**Job:** Please copy every line of the listing from the line containing "Study the picture above. For each instance of the girl's right" through the end of the listing, offsetting each coordinate by adding 32 to both of its numbers.

= = = = =

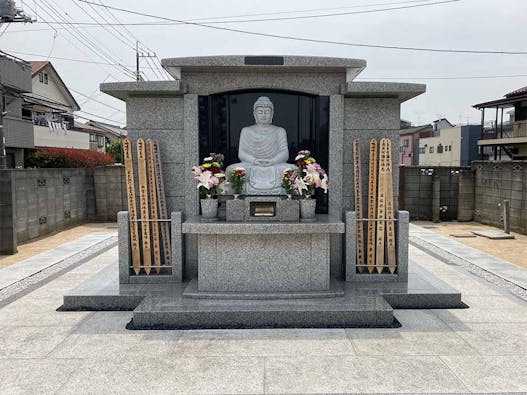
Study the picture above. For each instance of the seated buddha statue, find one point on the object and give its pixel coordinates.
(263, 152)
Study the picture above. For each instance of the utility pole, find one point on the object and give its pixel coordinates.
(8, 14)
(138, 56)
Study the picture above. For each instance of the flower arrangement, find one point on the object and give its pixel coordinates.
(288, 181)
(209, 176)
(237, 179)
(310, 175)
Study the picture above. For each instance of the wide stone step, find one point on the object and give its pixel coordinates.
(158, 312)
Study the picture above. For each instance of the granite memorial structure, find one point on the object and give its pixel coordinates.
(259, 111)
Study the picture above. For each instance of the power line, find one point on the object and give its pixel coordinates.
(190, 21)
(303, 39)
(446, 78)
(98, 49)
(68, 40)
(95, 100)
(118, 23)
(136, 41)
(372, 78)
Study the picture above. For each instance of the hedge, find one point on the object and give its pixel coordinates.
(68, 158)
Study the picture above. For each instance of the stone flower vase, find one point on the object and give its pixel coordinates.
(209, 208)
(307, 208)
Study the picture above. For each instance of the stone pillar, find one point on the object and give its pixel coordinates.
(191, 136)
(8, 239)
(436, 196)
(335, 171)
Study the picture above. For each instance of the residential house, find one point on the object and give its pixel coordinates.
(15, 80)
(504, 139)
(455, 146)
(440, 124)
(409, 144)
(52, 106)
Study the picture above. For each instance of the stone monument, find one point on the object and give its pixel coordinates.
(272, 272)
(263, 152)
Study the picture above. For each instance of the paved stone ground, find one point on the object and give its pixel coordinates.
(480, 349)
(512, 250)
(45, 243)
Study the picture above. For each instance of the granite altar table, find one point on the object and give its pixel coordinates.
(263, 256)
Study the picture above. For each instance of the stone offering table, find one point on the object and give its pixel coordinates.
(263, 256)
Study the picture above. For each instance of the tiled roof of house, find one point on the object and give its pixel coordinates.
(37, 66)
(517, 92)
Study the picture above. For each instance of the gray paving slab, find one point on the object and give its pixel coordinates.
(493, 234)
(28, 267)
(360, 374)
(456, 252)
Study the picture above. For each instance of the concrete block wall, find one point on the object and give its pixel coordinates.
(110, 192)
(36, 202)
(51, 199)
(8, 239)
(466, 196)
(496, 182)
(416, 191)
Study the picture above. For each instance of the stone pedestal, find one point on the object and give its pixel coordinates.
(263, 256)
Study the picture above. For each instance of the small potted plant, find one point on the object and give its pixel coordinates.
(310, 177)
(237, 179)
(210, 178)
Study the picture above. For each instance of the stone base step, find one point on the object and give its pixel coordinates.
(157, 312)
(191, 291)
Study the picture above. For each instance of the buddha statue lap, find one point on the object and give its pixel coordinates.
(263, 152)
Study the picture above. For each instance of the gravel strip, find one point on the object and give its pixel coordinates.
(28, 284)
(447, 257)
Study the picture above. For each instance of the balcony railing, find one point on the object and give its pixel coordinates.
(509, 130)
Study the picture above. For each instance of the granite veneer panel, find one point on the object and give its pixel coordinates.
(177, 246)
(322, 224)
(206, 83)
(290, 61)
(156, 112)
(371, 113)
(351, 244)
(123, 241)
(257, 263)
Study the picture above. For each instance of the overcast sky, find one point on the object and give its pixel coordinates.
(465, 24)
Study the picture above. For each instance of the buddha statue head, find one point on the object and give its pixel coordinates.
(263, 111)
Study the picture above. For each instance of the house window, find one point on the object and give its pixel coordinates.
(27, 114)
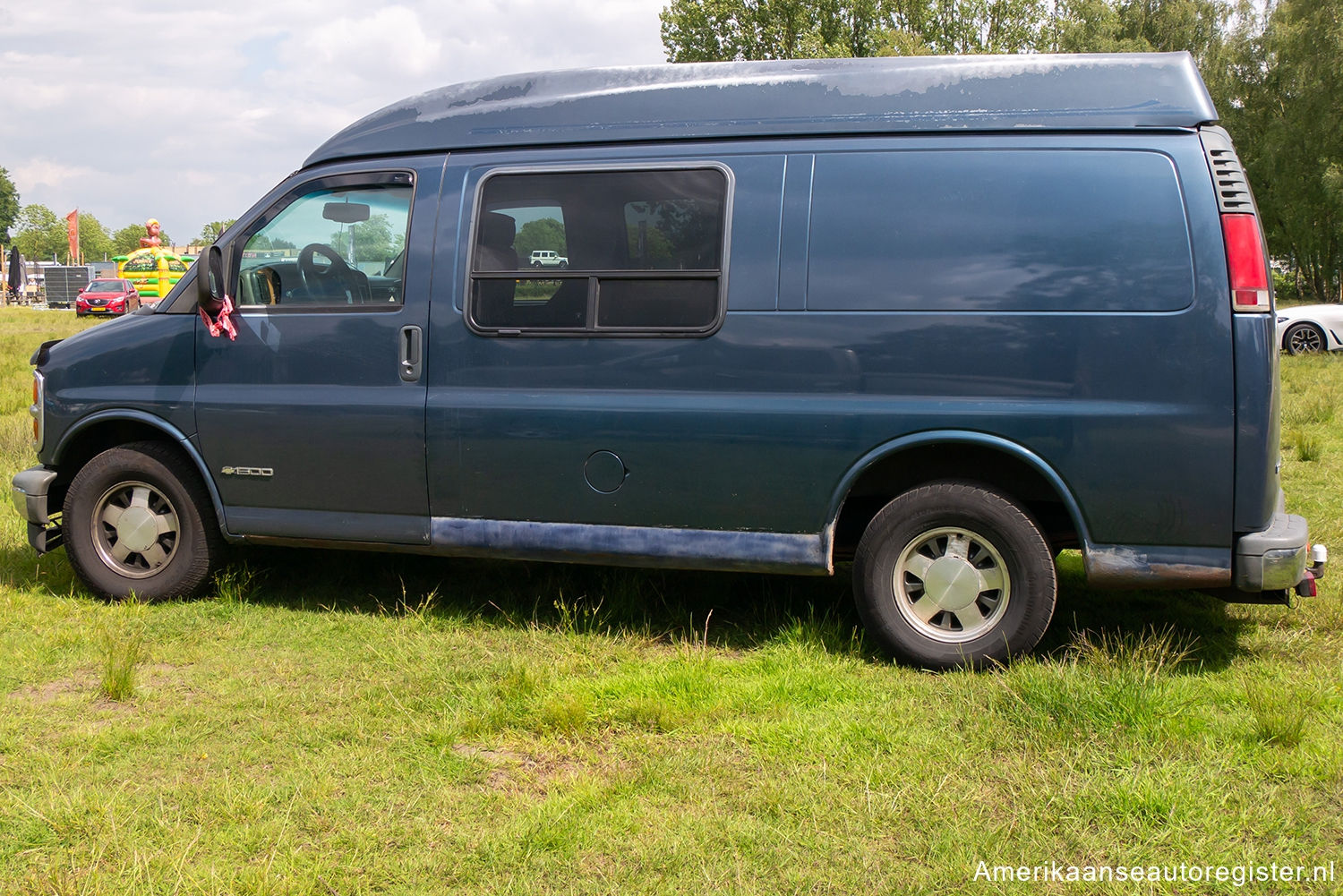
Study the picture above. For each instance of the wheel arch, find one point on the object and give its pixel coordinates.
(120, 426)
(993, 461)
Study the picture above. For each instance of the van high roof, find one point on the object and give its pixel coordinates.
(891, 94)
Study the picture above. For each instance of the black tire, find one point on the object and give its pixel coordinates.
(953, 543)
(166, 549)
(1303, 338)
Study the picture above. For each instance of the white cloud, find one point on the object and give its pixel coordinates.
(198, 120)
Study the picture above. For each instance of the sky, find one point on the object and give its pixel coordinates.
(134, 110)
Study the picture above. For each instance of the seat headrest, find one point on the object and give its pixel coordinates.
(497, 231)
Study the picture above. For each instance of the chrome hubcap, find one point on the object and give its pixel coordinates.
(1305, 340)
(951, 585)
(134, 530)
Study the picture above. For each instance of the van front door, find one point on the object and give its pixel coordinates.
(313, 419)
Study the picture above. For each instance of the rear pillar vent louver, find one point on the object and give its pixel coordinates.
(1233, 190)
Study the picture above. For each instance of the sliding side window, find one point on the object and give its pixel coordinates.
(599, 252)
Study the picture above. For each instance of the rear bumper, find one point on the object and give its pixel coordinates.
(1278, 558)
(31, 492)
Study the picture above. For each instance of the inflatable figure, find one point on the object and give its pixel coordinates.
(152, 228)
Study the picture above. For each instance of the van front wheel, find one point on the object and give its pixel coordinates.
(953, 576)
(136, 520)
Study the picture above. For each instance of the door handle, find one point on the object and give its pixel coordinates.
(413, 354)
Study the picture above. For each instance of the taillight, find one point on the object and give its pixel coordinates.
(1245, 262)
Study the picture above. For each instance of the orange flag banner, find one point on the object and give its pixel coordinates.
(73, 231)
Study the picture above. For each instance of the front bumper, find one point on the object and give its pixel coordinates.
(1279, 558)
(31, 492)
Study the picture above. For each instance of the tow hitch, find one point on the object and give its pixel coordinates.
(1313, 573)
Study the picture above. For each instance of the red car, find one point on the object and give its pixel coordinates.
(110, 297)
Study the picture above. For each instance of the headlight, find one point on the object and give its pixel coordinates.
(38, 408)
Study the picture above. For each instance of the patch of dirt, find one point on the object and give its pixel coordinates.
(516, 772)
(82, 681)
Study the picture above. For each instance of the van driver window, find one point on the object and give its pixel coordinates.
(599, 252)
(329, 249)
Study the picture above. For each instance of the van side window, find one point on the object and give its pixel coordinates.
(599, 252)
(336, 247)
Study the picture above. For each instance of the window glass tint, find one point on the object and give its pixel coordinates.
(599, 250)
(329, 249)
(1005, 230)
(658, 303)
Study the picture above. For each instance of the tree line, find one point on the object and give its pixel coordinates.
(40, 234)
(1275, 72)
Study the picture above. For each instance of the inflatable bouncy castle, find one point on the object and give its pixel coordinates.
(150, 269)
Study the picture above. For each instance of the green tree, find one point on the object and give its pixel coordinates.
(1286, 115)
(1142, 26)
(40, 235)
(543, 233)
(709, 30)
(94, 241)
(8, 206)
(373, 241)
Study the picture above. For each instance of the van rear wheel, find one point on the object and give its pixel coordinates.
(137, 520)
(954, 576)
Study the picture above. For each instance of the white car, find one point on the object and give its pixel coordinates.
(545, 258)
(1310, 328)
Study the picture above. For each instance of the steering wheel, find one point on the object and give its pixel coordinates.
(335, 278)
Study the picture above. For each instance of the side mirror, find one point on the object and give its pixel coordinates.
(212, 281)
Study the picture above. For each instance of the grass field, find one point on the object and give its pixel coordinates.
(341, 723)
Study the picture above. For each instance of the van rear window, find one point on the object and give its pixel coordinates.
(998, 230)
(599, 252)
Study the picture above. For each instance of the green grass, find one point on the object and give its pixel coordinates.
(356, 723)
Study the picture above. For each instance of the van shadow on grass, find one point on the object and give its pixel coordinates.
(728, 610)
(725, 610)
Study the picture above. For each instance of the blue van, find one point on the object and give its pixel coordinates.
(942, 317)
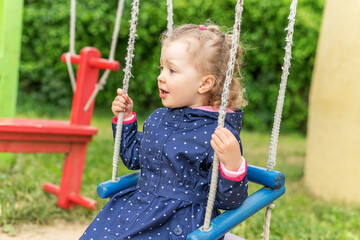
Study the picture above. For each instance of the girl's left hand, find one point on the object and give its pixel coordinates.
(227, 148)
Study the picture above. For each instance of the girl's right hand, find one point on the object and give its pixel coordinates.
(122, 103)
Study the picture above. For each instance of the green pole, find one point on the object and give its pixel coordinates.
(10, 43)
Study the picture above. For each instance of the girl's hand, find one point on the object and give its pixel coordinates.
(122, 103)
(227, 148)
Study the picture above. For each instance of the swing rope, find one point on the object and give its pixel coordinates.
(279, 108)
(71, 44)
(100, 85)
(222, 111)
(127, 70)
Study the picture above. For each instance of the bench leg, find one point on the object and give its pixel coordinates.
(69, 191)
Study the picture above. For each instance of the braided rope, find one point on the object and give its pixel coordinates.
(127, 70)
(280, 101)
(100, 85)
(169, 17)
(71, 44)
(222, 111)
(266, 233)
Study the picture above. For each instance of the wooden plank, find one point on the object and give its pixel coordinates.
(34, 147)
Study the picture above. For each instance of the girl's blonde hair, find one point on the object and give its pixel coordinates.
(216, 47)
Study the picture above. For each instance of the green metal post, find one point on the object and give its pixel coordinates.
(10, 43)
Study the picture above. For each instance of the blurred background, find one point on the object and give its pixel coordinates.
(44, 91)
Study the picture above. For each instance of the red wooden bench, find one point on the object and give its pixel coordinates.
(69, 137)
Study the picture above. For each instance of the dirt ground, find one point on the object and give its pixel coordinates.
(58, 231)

= = = = =

**The reply:**
Study the picture above. For each instance of the girl's right hand, find one point on the object and give its pixel coordinates.
(154, 135)
Study the picture above. For each instance of the green pole, find one point on the object and give its pixel coordinates.
(42, 75)
Study the picture above. For each instance of the girl's hand, find one point on the object and give its pixel coordinates.
(154, 135)
(259, 180)
Study the picture above. For each instance of the swing rope, find one point on the object and give its pixel coordinates.
(311, 140)
(103, 76)
(132, 117)
(254, 143)
(159, 102)
Study the picture above. For each instance of the bench leg, find one point on the object and give its pixel coordinates.
(101, 223)
Study the picture above. For each instance of the braided rope, find one point on the object and give its pixel coordinates.
(159, 102)
(312, 133)
(132, 117)
(201, 49)
(103, 76)
(254, 143)
(298, 265)
Study the picture above. For each instance of the wooden plank, find one point on the object and give its pixel coordinates.
(66, 179)
Study the picture above. For each instance of the girl's blonde hair, find one point on the object and give its pixel coordinates.
(248, 79)
Study the picture above. For each instance of the green metal post, find one point on the object and give its pixel coordinates.
(42, 75)
Study the picture above. For each instance of the blurred background, find one point on the object and give its pixel coordinates.
(76, 123)
Study the picture above. For each instance of the red wooden bench, find one point on the object and give its pixel coordinates.
(101, 169)
Study the picture above. For each instance of the dirt ground, find one point on the object and give its pixel coordinates.
(90, 263)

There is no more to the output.